● **Task prompt**:
Look for "of every person" in the records below, then copy that line and every line after it, exactly and with nothing added.

● **Data extracted from a collection**:
:::::

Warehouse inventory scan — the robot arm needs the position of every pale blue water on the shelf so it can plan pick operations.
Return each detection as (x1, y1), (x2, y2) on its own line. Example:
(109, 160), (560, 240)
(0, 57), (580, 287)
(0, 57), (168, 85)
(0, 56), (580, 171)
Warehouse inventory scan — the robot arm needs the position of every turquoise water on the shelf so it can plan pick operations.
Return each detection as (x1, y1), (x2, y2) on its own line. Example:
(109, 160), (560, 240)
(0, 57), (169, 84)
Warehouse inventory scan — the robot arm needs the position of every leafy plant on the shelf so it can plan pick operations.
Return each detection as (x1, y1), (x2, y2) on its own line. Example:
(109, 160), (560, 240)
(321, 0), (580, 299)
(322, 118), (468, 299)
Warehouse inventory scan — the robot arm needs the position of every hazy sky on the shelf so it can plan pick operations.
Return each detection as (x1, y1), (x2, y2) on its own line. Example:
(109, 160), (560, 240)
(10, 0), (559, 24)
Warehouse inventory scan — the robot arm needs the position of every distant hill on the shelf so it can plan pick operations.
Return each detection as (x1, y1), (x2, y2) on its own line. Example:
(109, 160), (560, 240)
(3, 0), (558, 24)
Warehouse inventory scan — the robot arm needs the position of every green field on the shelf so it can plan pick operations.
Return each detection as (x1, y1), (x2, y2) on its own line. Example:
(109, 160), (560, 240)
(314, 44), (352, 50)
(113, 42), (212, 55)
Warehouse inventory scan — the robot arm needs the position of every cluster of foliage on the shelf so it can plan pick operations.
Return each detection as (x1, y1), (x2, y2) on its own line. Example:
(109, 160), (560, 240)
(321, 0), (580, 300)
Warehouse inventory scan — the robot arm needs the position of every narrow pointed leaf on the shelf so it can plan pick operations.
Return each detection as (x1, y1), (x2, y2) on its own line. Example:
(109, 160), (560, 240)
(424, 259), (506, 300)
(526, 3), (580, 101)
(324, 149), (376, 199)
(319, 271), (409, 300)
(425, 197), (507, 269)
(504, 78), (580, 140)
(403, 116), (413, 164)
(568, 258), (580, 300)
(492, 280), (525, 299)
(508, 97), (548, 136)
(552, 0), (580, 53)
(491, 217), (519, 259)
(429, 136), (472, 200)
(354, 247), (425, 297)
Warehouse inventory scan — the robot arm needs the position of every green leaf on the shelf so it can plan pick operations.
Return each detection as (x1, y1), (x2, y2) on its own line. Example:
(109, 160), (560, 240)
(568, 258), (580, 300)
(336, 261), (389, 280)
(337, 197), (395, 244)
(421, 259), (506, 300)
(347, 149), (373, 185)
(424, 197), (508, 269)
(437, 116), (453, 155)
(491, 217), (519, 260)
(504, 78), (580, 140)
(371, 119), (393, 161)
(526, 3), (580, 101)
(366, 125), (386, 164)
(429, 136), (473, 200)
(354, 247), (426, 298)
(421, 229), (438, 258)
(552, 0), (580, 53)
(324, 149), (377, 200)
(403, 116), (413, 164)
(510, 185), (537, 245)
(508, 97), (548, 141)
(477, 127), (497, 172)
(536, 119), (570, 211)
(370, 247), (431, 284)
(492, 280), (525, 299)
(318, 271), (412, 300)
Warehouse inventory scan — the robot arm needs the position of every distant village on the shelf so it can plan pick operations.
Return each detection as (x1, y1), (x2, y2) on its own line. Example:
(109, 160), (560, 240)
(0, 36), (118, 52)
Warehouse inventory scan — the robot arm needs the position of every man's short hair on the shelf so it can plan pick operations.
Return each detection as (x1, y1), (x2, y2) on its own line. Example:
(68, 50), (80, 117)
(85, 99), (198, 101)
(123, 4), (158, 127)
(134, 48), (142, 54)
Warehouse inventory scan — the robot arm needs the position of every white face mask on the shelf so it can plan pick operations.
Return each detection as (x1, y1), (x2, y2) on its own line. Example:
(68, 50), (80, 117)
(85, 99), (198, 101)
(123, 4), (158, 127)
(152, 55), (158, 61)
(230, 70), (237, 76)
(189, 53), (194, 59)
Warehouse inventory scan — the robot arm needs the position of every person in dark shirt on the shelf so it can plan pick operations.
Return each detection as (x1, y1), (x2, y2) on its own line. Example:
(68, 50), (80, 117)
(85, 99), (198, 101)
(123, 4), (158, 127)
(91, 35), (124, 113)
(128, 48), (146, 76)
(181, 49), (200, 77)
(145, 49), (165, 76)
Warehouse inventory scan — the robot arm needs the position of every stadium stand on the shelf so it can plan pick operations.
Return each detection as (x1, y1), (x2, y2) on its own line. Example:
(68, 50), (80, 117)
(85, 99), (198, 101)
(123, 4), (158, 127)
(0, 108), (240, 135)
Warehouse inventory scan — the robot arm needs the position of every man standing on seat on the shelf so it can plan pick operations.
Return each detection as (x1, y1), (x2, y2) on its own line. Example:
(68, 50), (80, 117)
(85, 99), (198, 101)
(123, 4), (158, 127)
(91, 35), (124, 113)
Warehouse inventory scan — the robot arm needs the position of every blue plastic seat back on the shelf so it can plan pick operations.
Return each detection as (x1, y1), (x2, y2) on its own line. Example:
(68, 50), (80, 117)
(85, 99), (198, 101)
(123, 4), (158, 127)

:::::

● **Output for this task**:
Warehouse inventory scan — the robot arm needs the position of every person in dark shirt on the shelf so it can plan pick operations.
Return each detection as (x1, y1), (x2, y2) on its own line. Example:
(68, 50), (80, 117)
(85, 99), (198, 101)
(123, 4), (158, 127)
(91, 35), (124, 113)
(128, 48), (146, 76)
(181, 49), (200, 77)
(145, 49), (165, 76)
Warehouse inventory scan — the robot arm needs the position of every stadium stand on the shelf so it can plan pick operations.
Return each detection as (x1, y1), (x2, y2) on its own line. Example:
(68, 50), (80, 117)
(85, 99), (198, 101)
(123, 4), (158, 127)
(0, 108), (240, 135)
Warehouse inventory scan — the robot arm needs the position of every man standing on seat on the shelf so it can plan pick operations.
Return each detection as (x1, y1), (x2, y2) on its own line. Example:
(68, 50), (80, 117)
(85, 99), (198, 101)
(123, 4), (158, 127)
(91, 35), (124, 113)
Warehouse inventory scan — the robot arm needs the position of every blue plastic seat back on the shelf so it can plan pick operations.
Return each detection as (x1, y1), (x2, y2) on its own line. Example:
(68, 50), (80, 117)
(85, 99), (198, 101)
(123, 4), (158, 127)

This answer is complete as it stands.